(Extracted records)
-=-=-

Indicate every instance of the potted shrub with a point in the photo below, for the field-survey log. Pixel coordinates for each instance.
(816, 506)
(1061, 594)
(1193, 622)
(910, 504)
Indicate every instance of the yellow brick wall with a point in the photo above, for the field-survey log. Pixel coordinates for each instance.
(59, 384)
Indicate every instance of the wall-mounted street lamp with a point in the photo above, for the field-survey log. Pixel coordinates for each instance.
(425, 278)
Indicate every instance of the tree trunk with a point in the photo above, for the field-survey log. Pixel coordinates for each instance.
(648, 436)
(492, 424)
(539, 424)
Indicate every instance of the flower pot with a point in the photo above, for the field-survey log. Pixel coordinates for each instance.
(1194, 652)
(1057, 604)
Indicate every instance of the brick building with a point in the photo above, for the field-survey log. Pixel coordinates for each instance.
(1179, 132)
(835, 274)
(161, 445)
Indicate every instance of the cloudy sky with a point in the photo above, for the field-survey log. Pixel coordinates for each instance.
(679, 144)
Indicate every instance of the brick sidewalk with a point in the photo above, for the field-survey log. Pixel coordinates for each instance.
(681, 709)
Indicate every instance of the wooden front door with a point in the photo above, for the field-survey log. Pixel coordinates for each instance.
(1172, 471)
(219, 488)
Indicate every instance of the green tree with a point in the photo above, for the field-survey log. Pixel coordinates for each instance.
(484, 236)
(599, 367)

-=-=-

• [Short problem] Reproduce all of the material above word for word, keeping every line in its original order.

• [In response]
Indicate every instance of the potted shrub with a point in the photo below, for the field-survey log. Pixel coordinates for each instance.
(816, 506)
(1061, 594)
(1193, 622)
(910, 504)
Indicate every instance of the yellow brick wall with a point in the photo above, for the field-survey log. Pixel coordinates for each instance.
(59, 384)
Indicate every instance of the wall-mounted street lamp with a point in the photo above, for the field-survey log. Pixel coordinates for each instance.
(425, 278)
Indicate every instance of the tree trunk with a point in the photo above, for the field-survey log. Pixel coordinates for each instance.
(648, 436)
(492, 424)
(539, 424)
Indicate every instance of the flower pot with a point in the photo above, for the field-survey log. Pixel coordinates for each instance.
(1194, 652)
(1057, 604)
Indicate every instance of the brick building with a point in the photo above, for the field-survey log. Pixel coordinates for each instance.
(1179, 132)
(835, 274)
(161, 445)
Indicate every instance of the cloudy sky with a point in the photo above, for the field-survey log. Pixel coordinates for each instance.
(679, 144)
Indicate every instance of the brick sidewalk with a point in the photo above, for the field-survey log. Pixel coordinates for each instance.
(681, 709)
Indicate every instance of the wooden front door with a point in the photo above, for the field-survey log. Pixel coordinates for each instance.
(1172, 471)
(219, 488)
Indicate every instance of the green tree with a point in the photo above, for the field-survey log. Pixel coordinates for each instance.
(484, 236)
(599, 367)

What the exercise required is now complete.